- [Dataset records about object locations]:
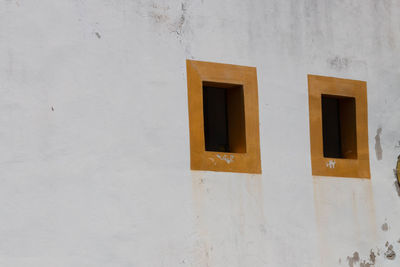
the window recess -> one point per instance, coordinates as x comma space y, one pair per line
338, 127
223, 117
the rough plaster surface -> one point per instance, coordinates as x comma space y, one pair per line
95, 141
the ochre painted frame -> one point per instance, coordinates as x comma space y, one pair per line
200, 159
356, 168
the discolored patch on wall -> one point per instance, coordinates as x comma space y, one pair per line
378, 146
354, 259
385, 227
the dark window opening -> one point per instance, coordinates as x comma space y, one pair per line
339, 127
224, 122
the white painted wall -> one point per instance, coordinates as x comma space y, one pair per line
94, 161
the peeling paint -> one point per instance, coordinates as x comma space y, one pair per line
390, 254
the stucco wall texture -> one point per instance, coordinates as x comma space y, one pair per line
94, 136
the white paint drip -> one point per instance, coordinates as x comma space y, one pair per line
331, 164
226, 158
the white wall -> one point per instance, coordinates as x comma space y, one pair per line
94, 161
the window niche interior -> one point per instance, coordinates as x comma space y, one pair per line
339, 127
224, 119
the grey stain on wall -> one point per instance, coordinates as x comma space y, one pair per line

- [WHAT TO DO]: Reproduce every line above as written, skipping pictures.

- [SOLUTION]:
the window recess -> one point per instance, coordinates as x comma space y, one pair per line
338, 127
223, 117
the rough plaster surface -> one point per instance, coordinates as x comma space y, one pair per line
95, 141
the ochre painted frame -> one point per instance, coordinates as x comma space y, one pair per line
200, 159
356, 168
the discolored patch on wall -> one point per instance, coordinates as x comma space y, one pair per line
378, 146
354, 259
385, 227
the dark window opening -> one point per instance, coordinates as x comma space y, one pair per line
339, 127
224, 122
the white painted wall -> one point per instance, coordinates as x comma space y, one pair per line
94, 161
the peeling paint -> one point per instance, coordinates as x comma space y, one pair per line
390, 254
the stucco wall texture -> one point per instance, coordinates as x comma space y, one pair per line
94, 136
the white paint drip -> one point per instance, coordinates as x comma space y, one pair per line
331, 164
226, 158
the white wall -> one point per instance, coordinates as x comma space y, one pair per line
94, 161
the window niche interior -> one point per instance, coordinates as x comma space y, one pair per line
339, 127
224, 119
the grey stain on wall -> one point per instance, coordinates as x comma space y, one pair per line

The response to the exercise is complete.